## QUESTIONS
1. According to the faculty spotlight, where does David Kopacz practice?
2. Carry the faculty spotlight on David Kopacz forward from its final line.

## EXTRACT

Faculty Spotlight | July 2017

David Kopacz, MD

 

David Kopacz is an acting assistant professor in the UW Department of Psychiatry and Behavioral Sciences. He practices at the Puget Sound VA in Primary Care Mental Health Integration. He has always been interested in whole-person, holistic treatments and delivery systems, and integrated care seems like a logical extension of that work. Dr. Kopacz is board certified through the American Board of Psychiatry and Neurology as well as the American Board of Integrative & Holistic Medicine and the newly formed American Board of Integrative Medicine. He is the author of two books: Re-humanizing Medicine: A Holistic Framework for Transforming Your Self, Your Practice, and the Culture of Medicine, and Walking the Medicine Wheel: Healing Trauma & PTSD, with co-author Joseph Rael (Beautiful Painted Arrow).

 
  • What do you find most satisfying about working in integrated care or on ICTP?

I really enjoy working with all the great staff on this project!

  • From your perspective, what do you feel are the greatest successes of ICTP to date?

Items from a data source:
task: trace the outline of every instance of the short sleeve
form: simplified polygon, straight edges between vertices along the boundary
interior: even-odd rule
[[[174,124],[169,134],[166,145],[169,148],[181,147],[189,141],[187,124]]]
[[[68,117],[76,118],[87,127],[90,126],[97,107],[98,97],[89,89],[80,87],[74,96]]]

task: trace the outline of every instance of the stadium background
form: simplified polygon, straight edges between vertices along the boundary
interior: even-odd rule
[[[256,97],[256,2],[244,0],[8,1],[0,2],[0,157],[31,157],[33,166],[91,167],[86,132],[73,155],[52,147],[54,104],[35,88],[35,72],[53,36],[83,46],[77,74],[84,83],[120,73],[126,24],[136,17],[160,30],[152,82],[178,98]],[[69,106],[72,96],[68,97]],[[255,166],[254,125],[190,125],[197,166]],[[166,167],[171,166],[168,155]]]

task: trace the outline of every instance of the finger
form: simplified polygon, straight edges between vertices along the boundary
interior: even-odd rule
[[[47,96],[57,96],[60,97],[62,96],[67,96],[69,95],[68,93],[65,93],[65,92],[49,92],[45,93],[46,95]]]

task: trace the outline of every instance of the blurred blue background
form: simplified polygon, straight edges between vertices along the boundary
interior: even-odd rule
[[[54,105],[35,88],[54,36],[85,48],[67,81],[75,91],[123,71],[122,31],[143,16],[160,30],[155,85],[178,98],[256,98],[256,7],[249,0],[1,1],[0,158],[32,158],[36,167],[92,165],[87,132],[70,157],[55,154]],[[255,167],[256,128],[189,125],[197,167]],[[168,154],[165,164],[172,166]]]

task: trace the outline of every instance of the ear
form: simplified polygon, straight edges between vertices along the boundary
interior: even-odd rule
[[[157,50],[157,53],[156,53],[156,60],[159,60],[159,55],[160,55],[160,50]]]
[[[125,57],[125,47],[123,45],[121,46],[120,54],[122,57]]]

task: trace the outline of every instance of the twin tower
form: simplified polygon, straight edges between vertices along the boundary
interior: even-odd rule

## ANSWERS TO THE PROBLEMS
1. At the Puget Sound VA, in Primary Care Mental Health Integration.

2.
Bringing together everything into a program and having run a year of classes and clinicals is an amazing accomplishment!

  • What led you to where you are today professionally?

This is an interesting question as I have worked in a number of different practice settings over the years. In some ways I am where I am now because of failing a calculus class my first year of college (I intended to become an astronautical/aeronautical engineer and design spacecraft for NASA). In the ensuing crisis (I was on academic probation), I thought long and hard about what it was that I wanted to study and what I wanted to do in my life. I knew it had something to do with science, people, and nature. While I was staring off into space, I re-focused on my bookshelf in front of me. I wondered if the books I was interested in would help me to choose what I would do with my life. Two books stood out, both by psychiatrists: M. Scott Peck’s The Road Less Traveled and Carl Jung’s Modern Man in Search of a Soul. These two psychiatrists combined interests in spirituality, religion, art, anthropology, and personal development along with psychotherapy and biology. Psychiatry seemed like it would be a good fit, and it truly has been as I have spent time working abroad in New Zealand and have had opportunities to use psychotherapy, personal development, rehabilitation, cultural understandings, and biological psychiatry in my various roles. 

  • Who is the most inspirational person to you?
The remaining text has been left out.